Below are records; work out how many of their lines contain the word "path" and reply with the number only.

-- Stored data follows --

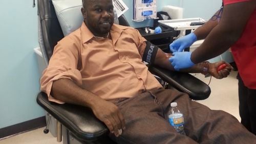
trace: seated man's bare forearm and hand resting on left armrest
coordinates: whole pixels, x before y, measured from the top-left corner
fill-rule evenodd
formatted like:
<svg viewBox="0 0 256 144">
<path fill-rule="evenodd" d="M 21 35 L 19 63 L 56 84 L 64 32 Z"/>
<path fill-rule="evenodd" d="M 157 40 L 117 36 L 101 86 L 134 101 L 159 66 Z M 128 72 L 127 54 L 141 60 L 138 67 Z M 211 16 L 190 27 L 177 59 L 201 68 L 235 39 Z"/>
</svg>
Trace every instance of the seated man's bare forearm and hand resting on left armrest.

-- Stored data concluded --

Solution to this problem >>
2